Written task
Can you arrange all of the rows below as a numbered list, leaving out any blank lines?

[Location labeling rows]

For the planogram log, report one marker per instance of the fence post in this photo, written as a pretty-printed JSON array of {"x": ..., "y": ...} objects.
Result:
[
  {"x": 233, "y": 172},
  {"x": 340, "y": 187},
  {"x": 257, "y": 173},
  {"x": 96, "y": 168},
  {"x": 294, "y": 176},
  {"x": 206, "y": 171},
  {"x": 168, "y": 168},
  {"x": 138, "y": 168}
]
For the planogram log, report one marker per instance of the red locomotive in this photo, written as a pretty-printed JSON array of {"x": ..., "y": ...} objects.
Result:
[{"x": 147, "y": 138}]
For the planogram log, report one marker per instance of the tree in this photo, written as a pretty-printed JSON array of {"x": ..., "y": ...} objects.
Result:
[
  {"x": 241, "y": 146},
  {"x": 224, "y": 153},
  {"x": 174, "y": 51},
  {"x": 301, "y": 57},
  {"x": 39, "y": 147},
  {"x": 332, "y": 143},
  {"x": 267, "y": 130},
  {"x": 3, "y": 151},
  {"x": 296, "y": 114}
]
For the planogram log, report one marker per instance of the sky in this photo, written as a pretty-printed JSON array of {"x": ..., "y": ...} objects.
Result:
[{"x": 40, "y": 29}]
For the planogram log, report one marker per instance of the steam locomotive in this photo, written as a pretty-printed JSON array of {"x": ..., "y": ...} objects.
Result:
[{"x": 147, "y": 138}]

Solution to this task
1. For the planogram log, report one marker per instance of the fence post in this photo, written as a pretty-printed JSON array of {"x": ..., "y": ...} objects.
2. Result:
3. [
4.   {"x": 233, "y": 172},
5.   {"x": 340, "y": 187},
6.   {"x": 257, "y": 173},
7.   {"x": 96, "y": 168},
8.   {"x": 294, "y": 176},
9.   {"x": 206, "y": 171},
10.   {"x": 168, "y": 168},
11.   {"x": 138, "y": 168}
12. ]
13. For the planogram log, report one marker per instance of the red locomotive in this photo, written as a pretty-printed JSON array of {"x": ..., "y": ...} objects.
14. Result:
15. [{"x": 147, "y": 138}]
16. For the planogram log, report one marker per instance of the tree in this photo, written as a pretty-printed JSON array of {"x": ..., "y": ...} objects.
17. Result:
18. [
19.   {"x": 241, "y": 146},
20.   {"x": 224, "y": 153},
21.   {"x": 174, "y": 51},
22.   {"x": 301, "y": 57},
23.   {"x": 39, "y": 147},
24.   {"x": 332, "y": 143},
25.   {"x": 267, "y": 130},
26.   {"x": 3, "y": 151},
27.   {"x": 296, "y": 114}
28. ]
29. For the planogram log, report one marker per instance of the sky in this photo, written as a pretty-printed JSON array of {"x": ..., "y": ...} objects.
30. Result:
31. [{"x": 40, "y": 29}]
32. For the planogram log, report one marker per instance of the steam locomotive in this photo, written as a pretty-printed JSON array of {"x": ..., "y": ...} objects.
33. Result:
34. [{"x": 147, "y": 138}]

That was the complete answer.